## [LISTING]
========

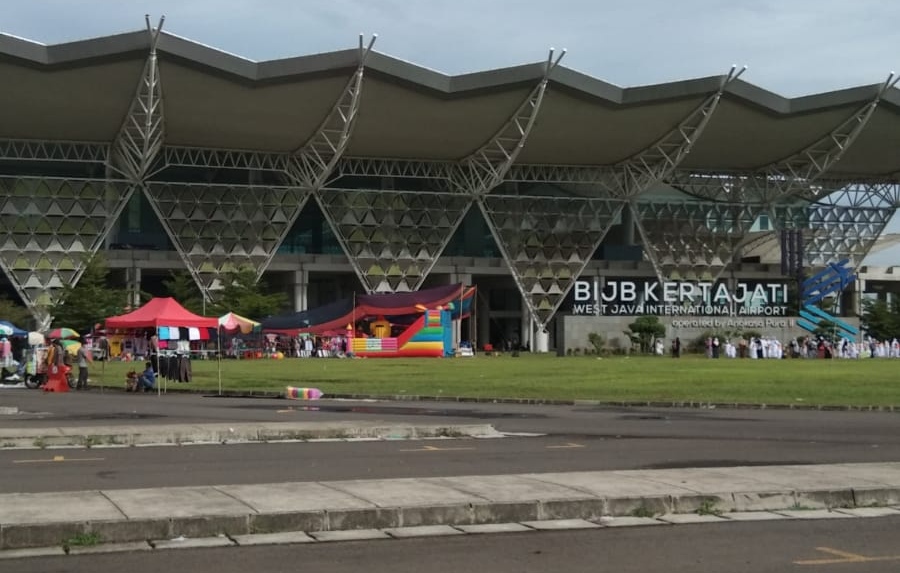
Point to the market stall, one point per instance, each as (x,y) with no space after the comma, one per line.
(174,330)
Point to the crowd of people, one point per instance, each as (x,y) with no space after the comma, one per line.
(763,347)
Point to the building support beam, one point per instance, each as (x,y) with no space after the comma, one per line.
(312,164)
(486,167)
(800,175)
(637,174)
(74,217)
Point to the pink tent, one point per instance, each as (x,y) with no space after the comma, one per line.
(233,323)
(163,311)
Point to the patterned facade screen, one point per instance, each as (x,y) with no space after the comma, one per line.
(393,238)
(547,242)
(219,228)
(834,232)
(49,227)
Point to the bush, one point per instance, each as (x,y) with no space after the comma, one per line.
(698,345)
(597,341)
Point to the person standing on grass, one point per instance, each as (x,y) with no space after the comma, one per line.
(83,357)
(147,379)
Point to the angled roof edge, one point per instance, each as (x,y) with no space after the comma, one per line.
(217,59)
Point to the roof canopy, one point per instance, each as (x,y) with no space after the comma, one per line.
(80,91)
(164,311)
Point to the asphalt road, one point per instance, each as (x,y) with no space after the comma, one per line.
(575,438)
(849,546)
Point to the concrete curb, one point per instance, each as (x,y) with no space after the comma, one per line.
(181,434)
(14,537)
(551,402)
(123,516)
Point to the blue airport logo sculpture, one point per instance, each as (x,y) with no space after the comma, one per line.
(831,280)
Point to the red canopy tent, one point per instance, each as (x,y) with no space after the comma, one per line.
(162,311)
(165,311)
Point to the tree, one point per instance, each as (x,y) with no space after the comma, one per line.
(91,300)
(243,294)
(14,312)
(645,330)
(181,286)
(880,320)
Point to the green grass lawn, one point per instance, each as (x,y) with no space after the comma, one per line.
(863,382)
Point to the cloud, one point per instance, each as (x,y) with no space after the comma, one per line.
(793,48)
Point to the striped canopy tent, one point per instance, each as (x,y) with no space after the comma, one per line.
(233,323)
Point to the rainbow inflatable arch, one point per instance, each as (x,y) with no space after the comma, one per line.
(430,335)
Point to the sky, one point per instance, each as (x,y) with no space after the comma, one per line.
(791,47)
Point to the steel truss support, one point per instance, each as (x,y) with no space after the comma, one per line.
(48,228)
(636,174)
(225,159)
(220,229)
(64,151)
(843,225)
(393,238)
(141,136)
(800,175)
(797,174)
(312,164)
(693,240)
(396,168)
(486,168)
(547,242)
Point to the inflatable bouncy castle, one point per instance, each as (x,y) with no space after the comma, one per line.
(408,324)
(430,335)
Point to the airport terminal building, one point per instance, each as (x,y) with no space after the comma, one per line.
(572,204)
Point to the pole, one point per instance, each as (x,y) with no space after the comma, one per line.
(219,356)
(459,326)
(156,374)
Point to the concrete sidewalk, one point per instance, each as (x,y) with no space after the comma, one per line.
(237,514)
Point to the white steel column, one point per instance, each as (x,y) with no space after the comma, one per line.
(301,290)
(487,167)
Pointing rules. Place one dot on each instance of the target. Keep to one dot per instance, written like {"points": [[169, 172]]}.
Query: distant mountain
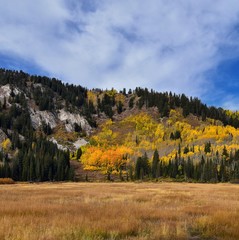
{"points": [[51, 131]]}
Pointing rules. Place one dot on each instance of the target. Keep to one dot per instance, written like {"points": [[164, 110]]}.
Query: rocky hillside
{"points": [[48, 129]]}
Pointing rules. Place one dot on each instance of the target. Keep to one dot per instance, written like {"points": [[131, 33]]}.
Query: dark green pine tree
{"points": [[154, 169]]}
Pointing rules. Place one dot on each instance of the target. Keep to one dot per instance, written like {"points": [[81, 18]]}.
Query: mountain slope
{"points": [[45, 126]]}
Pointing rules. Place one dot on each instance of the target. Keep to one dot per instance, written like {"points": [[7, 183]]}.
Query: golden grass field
{"points": [[69, 211]]}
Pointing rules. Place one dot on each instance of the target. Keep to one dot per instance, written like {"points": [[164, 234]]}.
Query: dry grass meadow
{"points": [[119, 211]]}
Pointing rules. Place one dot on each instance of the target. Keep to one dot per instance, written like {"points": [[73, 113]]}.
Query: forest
{"points": [[136, 135]]}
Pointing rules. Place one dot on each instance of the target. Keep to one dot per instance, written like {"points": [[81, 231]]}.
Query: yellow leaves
{"points": [[120, 98], [105, 159], [6, 144]]}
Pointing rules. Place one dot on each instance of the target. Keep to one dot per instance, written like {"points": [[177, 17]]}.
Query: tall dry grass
{"points": [[71, 211]]}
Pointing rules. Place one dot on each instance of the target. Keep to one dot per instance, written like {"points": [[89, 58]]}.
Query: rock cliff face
{"points": [[58, 118], [69, 119], [62, 117], [38, 117]]}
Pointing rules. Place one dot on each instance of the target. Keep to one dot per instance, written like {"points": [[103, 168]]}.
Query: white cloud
{"points": [[165, 45]]}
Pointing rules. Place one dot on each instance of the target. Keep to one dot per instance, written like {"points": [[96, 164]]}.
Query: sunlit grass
{"points": [[119, 211]]}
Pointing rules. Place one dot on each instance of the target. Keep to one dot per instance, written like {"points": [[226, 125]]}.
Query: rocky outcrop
{"points": [[71, 118], [38, 117]]}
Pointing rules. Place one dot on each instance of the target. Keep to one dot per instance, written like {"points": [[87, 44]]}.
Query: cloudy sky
{"points": [[184, 46]]}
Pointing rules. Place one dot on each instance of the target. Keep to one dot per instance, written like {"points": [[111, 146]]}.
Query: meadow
{"points": [[70, 211]]}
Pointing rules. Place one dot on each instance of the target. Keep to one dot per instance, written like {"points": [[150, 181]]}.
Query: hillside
{"points": [[48, 129]]}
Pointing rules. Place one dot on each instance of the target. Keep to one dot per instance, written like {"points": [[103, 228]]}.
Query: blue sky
{"points": [[183, 46]]}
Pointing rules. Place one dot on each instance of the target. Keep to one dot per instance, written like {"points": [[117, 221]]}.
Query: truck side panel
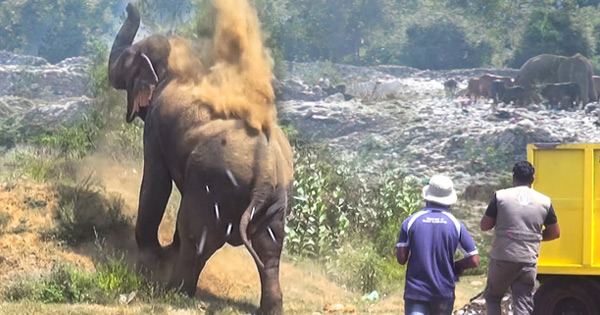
{"points": [[596, 207], [560, 175]]}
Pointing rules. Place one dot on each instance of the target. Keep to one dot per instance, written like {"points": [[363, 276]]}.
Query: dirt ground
{"points": [[230, 276]]}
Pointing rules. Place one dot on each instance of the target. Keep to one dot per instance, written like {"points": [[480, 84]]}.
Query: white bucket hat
{"points": [[440, 190]]}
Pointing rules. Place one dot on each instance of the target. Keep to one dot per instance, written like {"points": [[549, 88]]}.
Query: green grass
{"points": [[67, 283]]}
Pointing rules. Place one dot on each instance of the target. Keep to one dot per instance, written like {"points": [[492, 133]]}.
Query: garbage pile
{"points": [[477, 306]]}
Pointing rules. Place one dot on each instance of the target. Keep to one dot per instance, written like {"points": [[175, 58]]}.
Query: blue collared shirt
{"points": [[432, 236]]}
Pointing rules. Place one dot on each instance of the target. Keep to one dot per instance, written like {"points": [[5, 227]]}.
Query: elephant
{"points": [[450, 86], [548, 68], [513, 94], [497, 90], [555, 93], [473, 90], [486, 80], [233, 177]]}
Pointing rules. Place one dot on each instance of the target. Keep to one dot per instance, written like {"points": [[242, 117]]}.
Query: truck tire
{"points": [[573, 296]]}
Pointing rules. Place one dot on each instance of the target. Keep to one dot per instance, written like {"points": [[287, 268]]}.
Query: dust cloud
{"points": [[237, 82]]}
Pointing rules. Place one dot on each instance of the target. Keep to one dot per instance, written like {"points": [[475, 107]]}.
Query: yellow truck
{"points": [[569, 268]]}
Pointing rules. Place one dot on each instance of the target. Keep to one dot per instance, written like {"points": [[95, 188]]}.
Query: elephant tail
{"points": [[260, 212]]}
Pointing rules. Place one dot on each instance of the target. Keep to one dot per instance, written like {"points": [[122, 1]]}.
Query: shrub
{"points": [[317, 220], [551, 32], [84, 213], [359, 266], [4, 221], [443, 45]]}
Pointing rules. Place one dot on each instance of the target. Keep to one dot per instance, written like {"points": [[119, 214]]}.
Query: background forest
{"points": [[426, 34]]}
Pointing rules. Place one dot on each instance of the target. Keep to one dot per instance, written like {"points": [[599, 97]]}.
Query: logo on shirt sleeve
{"points": [[435, 220], [524, 198]]}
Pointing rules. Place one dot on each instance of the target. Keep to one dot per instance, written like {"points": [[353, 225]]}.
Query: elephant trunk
{"points": [[122, 41]]}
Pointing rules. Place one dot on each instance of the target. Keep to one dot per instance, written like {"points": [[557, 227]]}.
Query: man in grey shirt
{"points": [[518, 215]]}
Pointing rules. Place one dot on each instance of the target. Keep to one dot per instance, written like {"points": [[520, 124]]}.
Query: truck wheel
{"points": [[567, 296]]}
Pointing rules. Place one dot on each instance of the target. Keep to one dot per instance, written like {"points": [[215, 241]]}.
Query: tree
{"points": [[551, 32], [443, 46]]}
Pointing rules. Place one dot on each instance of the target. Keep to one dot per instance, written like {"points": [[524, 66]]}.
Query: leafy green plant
{"points": [[4, 221], [359, 266], [318, 221]]}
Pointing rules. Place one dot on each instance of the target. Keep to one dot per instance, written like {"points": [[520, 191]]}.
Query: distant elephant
{"points": [[556, 93], [450, 86], [485, 83], [548, 68], [473, 89], [233, 178], [497, 90], [513, 94]]}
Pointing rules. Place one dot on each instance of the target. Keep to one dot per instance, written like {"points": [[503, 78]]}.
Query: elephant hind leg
{"points": [[267, 240], [199, 239]]}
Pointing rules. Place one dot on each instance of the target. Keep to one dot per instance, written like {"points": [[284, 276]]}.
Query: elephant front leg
{"points": [[154, 195], [268, 243], [199, 238]]}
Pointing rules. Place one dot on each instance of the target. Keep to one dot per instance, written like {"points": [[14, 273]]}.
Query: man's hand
{"points": [[402, 255], [551, 232], [487, 223], [466, 263]]}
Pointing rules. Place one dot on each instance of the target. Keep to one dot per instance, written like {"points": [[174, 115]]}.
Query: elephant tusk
{"points": [[202, 241], [231, 178], [229, 227], [272, 234], [217, 214]]}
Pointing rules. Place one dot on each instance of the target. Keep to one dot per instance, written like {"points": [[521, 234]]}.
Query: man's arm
{"points": [[551, 232], [489, 218], [487, 223], [402, 255], [403, 245]]}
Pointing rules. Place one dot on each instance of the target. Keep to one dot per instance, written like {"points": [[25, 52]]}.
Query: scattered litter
{"points": [[339, 308], [127, 298], [371, 297]]}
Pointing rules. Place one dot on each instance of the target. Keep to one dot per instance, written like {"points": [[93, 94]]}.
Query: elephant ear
{"points": [[145, 82]]}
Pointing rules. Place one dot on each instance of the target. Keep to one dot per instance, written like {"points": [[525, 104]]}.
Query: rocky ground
{"points": [[401, 118], [36, 96]]}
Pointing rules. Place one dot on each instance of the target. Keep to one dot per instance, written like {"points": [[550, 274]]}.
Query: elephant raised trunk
{"points": [[123, 40]]}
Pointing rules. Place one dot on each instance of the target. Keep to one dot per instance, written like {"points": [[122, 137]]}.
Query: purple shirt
{"points": [[432, 236]]}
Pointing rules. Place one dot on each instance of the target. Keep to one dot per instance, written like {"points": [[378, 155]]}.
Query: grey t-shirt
{"points": [[520, 213]]}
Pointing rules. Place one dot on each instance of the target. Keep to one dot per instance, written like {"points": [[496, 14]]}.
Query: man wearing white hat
{"points": [[428, 240]]}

========

## [EXERCISE AIM]
Count the lines of the records above that contain the string "trunk", and give only that number.

## [RESULT OF THE EXERCISE]
2